### Page text:
# Hydraulic Motor - Vermeer R23 rake



## 32-0-0

So I've started the prep work for repainting our rake. While doing that I saw that one of the hydraulic motors is leaking fluid.

I want to get that fixed while the rake is in the shop, but I've never worked on a hydraulic motor before.

I've always been told the Vermeer R23 and John Deere 700 rakes are the same except for the color. Is this true? I've looked at the schematic for the motor on the JD 700 and it doesn't look that complicated. However, I don't know if any special tools would be needed to break the motor apart?

My thinking that it's probably only the front seal that needs to be replaced, but may as well replace all the seals and o-rings while I have the motor off.

So is there anybody out there that has worked on these motors and is so, is something that is easy or better left to a shop experienced in working on hydraulic motors? Also, will the seal kit for the JD 700 work on the R23 motors?

Thanks in advance for any guidance and adviance,
Chris


----------



## Tx Jim

Yes you're correct in that the parts for rake between JD & Vermeer will interchange because Vermeer built the rake for JD. There's a serial number break on JD but seal appears to be the same part number(T60050) BUT this disclaimer shown below appears when number is entered on JD parts site. I've never resealed a rake motor but I would only replace the leaking seal,housing seal & dust retainer.

The part T60050 is no longer available. Contact your local John Deere dealer for other options.


----------



## mlappin

Resealing a hydraulic motor is a crap shoot. Sometimes it works, sometimes there is just too much internal wear and the seal won't take it. If the seal isn't much then go ahead and try it, won't be out nothing but the cost of the seal and labor.

### Short problem:
Copy the stretch of the rake motor thread from "I want to get" through "the motor off." word for word. These records are separate from the rake motor thread.

Pointing records:
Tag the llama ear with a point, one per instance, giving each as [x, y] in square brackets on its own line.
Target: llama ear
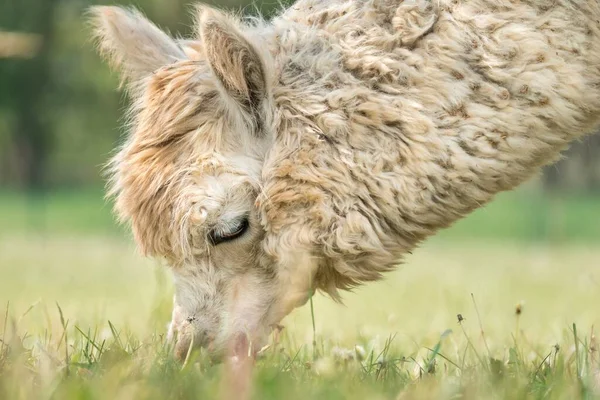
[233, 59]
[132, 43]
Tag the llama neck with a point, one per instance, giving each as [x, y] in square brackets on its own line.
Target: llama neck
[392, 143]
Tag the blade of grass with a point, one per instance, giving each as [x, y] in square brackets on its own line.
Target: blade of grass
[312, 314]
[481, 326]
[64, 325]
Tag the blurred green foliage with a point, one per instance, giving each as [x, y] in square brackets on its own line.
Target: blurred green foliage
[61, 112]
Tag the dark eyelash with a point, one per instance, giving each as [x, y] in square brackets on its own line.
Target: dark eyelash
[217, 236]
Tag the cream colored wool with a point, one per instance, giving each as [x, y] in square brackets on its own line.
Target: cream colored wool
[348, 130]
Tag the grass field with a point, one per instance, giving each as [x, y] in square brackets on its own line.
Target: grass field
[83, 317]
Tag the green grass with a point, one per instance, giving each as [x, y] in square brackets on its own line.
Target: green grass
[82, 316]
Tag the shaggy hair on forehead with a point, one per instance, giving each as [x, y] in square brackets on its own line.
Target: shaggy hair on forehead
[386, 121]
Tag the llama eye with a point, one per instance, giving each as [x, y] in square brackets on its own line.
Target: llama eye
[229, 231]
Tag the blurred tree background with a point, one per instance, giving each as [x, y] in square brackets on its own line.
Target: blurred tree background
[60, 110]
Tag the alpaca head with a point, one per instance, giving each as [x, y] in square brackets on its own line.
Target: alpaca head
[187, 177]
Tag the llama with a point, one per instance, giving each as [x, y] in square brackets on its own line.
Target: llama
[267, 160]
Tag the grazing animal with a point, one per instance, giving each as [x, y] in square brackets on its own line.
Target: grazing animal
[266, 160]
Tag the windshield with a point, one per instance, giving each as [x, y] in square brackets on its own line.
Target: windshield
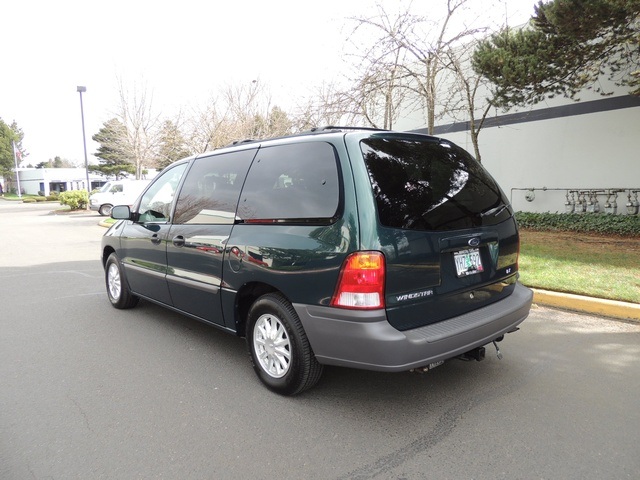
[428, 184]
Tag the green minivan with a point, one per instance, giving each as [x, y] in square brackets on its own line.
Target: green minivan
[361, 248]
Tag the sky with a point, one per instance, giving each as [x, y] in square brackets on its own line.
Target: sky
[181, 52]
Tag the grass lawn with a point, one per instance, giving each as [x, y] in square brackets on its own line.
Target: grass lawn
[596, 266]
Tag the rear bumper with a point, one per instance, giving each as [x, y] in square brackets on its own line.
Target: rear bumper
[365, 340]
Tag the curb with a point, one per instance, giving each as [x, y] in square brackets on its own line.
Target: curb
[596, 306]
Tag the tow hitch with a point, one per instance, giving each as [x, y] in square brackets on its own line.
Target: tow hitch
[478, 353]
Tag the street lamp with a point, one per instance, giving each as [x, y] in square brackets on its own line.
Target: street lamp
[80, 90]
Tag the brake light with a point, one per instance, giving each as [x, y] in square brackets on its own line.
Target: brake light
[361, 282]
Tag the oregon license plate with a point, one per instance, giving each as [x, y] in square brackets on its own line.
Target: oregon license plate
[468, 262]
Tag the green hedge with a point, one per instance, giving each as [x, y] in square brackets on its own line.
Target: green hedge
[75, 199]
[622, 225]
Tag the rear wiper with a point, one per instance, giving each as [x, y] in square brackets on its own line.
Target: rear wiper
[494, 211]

### Exercise answer:
I want to get that fixed while the rake is in the shop, but I've never worked on a hydraulic motor before.

I've always been told the Vermeer R23 and John Deere 700 rakes are the same except for the color. Is this true? I've looked at the schematic for the motor on the JD 700 and it doesn't look that complicated. However, I don't know if any special tools would be needed to break the motor apart?

My thinking that it's probably only the front seal that needs to be replaced, but may as well replace all the seals and o-rings while I have the motor off.